> **Quoted passage**:
┌──

Sunday, August 15, 2010

Needs of the Nation: ROTC at Columbia University and the Quadrennial Defense Review

Posted at Securenation.

Part I: Capabilities and Capacity introduced Columbia University in New York City as the ideal partner for ROTC to produce officers with the capabilities and capacity called for in the 2010 Quadrennial Defense Review (QDR). Needs of the Nation is quilted entirely from QDR text to provide a contextual basis for the partnership, while the links match QDR-identified needs to Columbia sources to further illustrate the investment potential of Columbia ROTC for the nation:

"The Secretary has directed that investments be increased in certain capabilities that have been in consistently high demand and have proven to be key enablers of tactical and operational success." (pp 20-21)

"The Department will work to ensure that all its educational institutions are resourced and staffed with the right mix of civilian and military experts who can help prepare the next generation of leaders." (p 54)

America’s men and women in uniform constitute the Department’s most important resource. (QDR p 49) Our recruiting efforts are long term investments that can yield generational gains. (p 51) Prevailing in today’s wars while working to prevent future conflict depends on the Department’s ability to create and sustain an all-volunteer force that is trained and resourced to succeed in the wide range of missions we ask them to execute. (p 49) The Department must continue developing innovative programs to attract qualified young men and women into the Armed Forces. (p xii)

Many of our authorities and structures assume a neat divide between defense, diplomacy, and development that simply does not exist. (p 74) A series of powerful cross-cutting trends, made more complex by the ongoing economic crisis, threatens to complicate international relations and make the exercise of U.S. statecraft more difficult. The rising demand for resources, rapid urbanization of littoral regions, the effects of climate change, the emergence of new strains of disease, and profound cultural and demographic tensions in several regions are just some of the trends whose complex interplay may spark or exacerbate future conflicts. (p 7) Although many efforts to protect the United States are led by other federal agencies, including the Department of Homeland Security, the role of the Department of Defense in defending the nation against direct attack and in providing support to civil authorities, potentially in response to a very significant or even catastrophic event, has steadily gained prominence. (p 18) Perhaps more than ever before, the United States requires joint military forces able to function and succeed across a wide geographic and operational spectrum. Moreover, military forces must be capable of working effectively with a range of civilian and international partners. (p 7)

└──

> **Extracted records**:
┌──

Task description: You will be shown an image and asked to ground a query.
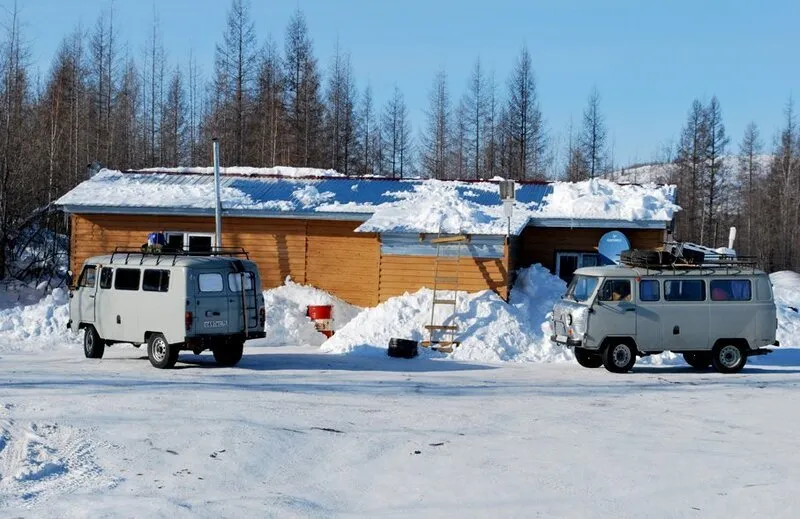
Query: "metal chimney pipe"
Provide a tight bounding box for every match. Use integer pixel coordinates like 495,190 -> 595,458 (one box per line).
212,137 -> 222,252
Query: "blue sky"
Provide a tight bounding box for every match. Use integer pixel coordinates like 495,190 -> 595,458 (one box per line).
12,0 -> 800,165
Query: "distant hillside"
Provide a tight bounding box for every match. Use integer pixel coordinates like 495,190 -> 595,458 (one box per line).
605,155 -> 772,184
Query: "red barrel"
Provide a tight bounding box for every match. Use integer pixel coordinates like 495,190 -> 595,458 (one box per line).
306,305 -> 333,337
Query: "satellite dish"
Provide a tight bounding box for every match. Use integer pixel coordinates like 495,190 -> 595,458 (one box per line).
597,231 -> 631,265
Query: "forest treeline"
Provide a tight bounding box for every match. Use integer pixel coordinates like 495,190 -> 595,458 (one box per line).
0,0 -> 800,275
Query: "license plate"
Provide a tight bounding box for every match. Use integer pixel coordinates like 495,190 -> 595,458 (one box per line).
203,321 -> 228,328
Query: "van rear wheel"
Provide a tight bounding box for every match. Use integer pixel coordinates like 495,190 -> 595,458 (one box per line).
83,324 -> 106,359
683,352 -> 711,369
602,342 -> 636,373
711,343 -> 747,373
212,341 -> 244,367
575,348 -> 603,368
147,333 -> 180,369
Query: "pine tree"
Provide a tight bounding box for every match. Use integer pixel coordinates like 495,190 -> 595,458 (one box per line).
382,85 -> 411,178
462,59 -> 489,179
673,99 -> 708,241
581,88 -> 608,178
700,96 -> 728,246
506,46 -> 547,179
422,70 -> 450,179
255,40 -> 285,166
215,0 -> 258,165
284,9 -> 324,166
739,122 -> 763,255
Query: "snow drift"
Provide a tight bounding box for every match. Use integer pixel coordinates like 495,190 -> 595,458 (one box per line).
255,277 -> 361,346
322,265 -> 572,362
769,270 -> 800,348
0,286 -> 77,351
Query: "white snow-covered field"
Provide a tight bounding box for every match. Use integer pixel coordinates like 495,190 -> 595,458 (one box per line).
0,269 -> 800,519
0,347 -> 800,518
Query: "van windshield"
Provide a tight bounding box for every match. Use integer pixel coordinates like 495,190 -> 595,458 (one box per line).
564,275 -> 598,303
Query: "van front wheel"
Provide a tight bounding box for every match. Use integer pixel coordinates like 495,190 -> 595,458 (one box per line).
213,341 -> 244,367
711,344 -> 747,373
575,348 -> 603,368
147,333 -> 180,369
83,324 -> 106,359
602,342 -> 636,373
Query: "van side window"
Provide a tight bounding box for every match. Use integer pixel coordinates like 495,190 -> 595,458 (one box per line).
228,272 -> 254,292
600,279 -> 631,301
114,269 -> 142,290
142,269 -> 169,292
639,279 -> 661,301
664,279 -> 706,301
197,272 -> 222,292
100,267 -> 114,288
711,279 -> 752,301
78,265 -> 97,288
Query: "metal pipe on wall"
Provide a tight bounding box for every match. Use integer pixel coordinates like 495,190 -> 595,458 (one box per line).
212,137 -> 222,251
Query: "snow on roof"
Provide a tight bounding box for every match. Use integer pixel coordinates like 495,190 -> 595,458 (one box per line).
138,166 -> 345,178
356,180 -> 529,235
531,179 -> 680,222
56,167 -> 679,235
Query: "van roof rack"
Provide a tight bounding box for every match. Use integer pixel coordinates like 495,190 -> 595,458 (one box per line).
111,247 -> 250,266
620,255 -> 758,272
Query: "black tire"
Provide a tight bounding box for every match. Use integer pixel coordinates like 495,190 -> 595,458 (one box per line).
212,341 -> 244,367
386,338 -> 419,359
602,341 -> 636,373
83,324 -> 106,359
683,351 -> 711,369
147,333 -> 180,369
575,348 -> 603,368
711,343 -> 747,373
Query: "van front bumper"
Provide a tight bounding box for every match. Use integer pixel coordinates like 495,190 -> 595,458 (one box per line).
550,335 -> 583,348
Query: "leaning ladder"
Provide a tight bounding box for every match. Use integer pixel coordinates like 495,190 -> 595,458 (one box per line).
422,231 -> 469,353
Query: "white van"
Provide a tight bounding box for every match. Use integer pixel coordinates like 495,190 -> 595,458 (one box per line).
551,266 -> 778,373
67,252 -> 265,368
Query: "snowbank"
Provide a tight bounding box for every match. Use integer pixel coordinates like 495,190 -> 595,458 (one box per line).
769,270 -> 800,348
0,288 -> 78,351
322,265 -> 572,362
253,277 -> 361,346
356,180 -> 528,235
531,178 -> 680,222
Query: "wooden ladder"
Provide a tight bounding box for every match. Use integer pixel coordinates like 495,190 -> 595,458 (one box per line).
422,231 -> 469,353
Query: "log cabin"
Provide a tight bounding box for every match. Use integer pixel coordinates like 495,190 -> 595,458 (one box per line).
57,168 -> 677,307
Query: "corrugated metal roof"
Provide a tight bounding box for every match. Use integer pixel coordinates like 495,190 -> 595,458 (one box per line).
56,170 -> 674,228
59,172 -> 552,213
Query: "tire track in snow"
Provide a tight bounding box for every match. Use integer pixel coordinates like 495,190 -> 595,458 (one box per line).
0,404 -> 114,509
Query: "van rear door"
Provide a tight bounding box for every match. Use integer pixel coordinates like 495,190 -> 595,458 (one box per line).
195,270 -> 235,335
70,265 -> 98,329
228,270 -> 258,333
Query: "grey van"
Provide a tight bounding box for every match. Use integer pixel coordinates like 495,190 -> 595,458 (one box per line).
550,266 -> 778,373
67,253 -> 265,368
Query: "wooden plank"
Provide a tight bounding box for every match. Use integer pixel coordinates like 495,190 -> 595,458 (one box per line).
430,234 -> 469,245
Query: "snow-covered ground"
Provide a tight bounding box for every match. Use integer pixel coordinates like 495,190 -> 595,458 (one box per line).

└──

> **List of tasks**:
(1) Decide whether each statement agrees with the post on ROTC at Columbia University. For each, answer yes or no and quote the words of the post that settle it.
(a) Columbia University is located in New York City.
(b) The Department of Homeland Security leads every effort to protect the United States.
(c) Needs of the Nation is made up entirely of QDR text.
(2) Rewrite the part of the post on ROTC at Columbia University that opens with the words containing "America’s men and" and closes with "Forces. (p xii)", changing "recruiting efforts" to "outreach efforts".
(3) According to the post on ROTC at Columbia University, on which page of the QDR are America's men and women in uniform called the Department's most important resource?
The records have no part in this exercise.

> **Responses**:
(1)
(a) Yes: "Columbia University in New York City"
(b) No: "many efforts to protect the United States are led by other federal agencies, including the Department of Homeland Security"
(c) Yes: "Needs of the Nation is quilted entirely from QDR text"

(2)
America’s men and women in uniform constitute the Department’s most important resource. (QDR p 49) Our outreach efforts are long term investments that can yield generational gains. (p 51) Prevailing in today’s wars while working to prevent future conflict depends on the Department’s ability to create and sustain an all-volunteer force that is trained and resourced to succeed in the wide range of missions we ask them to execute. (p 49) The Department must continue developing innovative programs to attract qualified young men and women into the Armed Forces. (p xii)

(3) Page 49.